%%

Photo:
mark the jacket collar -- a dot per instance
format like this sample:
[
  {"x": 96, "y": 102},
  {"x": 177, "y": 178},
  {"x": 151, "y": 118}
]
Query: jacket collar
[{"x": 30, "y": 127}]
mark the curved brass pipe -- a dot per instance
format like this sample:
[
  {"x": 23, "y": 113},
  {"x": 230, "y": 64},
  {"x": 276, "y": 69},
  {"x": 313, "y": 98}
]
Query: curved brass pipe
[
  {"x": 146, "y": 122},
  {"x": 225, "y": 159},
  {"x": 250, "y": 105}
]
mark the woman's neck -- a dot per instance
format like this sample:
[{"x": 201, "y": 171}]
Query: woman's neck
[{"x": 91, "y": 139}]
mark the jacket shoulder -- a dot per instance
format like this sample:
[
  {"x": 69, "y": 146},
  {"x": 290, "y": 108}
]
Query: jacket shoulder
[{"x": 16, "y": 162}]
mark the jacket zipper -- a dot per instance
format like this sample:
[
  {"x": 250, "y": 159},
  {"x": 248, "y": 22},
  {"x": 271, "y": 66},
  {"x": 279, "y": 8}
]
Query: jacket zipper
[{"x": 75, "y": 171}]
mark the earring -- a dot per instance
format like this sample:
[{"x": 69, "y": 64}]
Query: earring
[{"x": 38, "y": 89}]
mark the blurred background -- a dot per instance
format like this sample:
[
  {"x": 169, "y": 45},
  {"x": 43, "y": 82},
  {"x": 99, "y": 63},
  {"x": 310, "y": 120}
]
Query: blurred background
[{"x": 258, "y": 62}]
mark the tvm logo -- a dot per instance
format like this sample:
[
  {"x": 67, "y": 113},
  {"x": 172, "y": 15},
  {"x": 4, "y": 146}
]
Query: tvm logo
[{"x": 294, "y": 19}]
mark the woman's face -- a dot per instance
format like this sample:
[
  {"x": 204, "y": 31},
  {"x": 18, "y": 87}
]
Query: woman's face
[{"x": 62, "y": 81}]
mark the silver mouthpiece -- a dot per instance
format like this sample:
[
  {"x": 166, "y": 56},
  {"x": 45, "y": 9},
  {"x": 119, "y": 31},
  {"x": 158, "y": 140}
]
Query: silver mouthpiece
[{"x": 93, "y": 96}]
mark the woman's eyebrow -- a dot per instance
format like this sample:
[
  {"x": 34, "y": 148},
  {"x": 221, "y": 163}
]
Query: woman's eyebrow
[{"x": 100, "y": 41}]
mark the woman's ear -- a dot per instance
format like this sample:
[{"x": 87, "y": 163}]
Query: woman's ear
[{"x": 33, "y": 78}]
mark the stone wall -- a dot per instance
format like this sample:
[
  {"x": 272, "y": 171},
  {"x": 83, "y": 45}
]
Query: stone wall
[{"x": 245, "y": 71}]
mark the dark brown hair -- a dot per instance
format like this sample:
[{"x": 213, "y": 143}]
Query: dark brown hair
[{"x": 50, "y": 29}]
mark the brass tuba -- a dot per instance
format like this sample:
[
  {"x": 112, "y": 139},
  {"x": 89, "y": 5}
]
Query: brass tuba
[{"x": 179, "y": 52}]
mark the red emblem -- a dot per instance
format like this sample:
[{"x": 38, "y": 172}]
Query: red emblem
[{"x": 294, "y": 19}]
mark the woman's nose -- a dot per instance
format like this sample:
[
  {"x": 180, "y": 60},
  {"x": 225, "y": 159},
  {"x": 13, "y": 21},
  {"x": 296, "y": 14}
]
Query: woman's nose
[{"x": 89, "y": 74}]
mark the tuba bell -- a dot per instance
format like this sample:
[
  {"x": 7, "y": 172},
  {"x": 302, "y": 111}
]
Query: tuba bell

%%

* PROBLEM
Each line of the data that includes "bell" should be copied.

* OUTPUT OF THE TASK
mark the tuba bell -- a dot per instance
Query: tuba bell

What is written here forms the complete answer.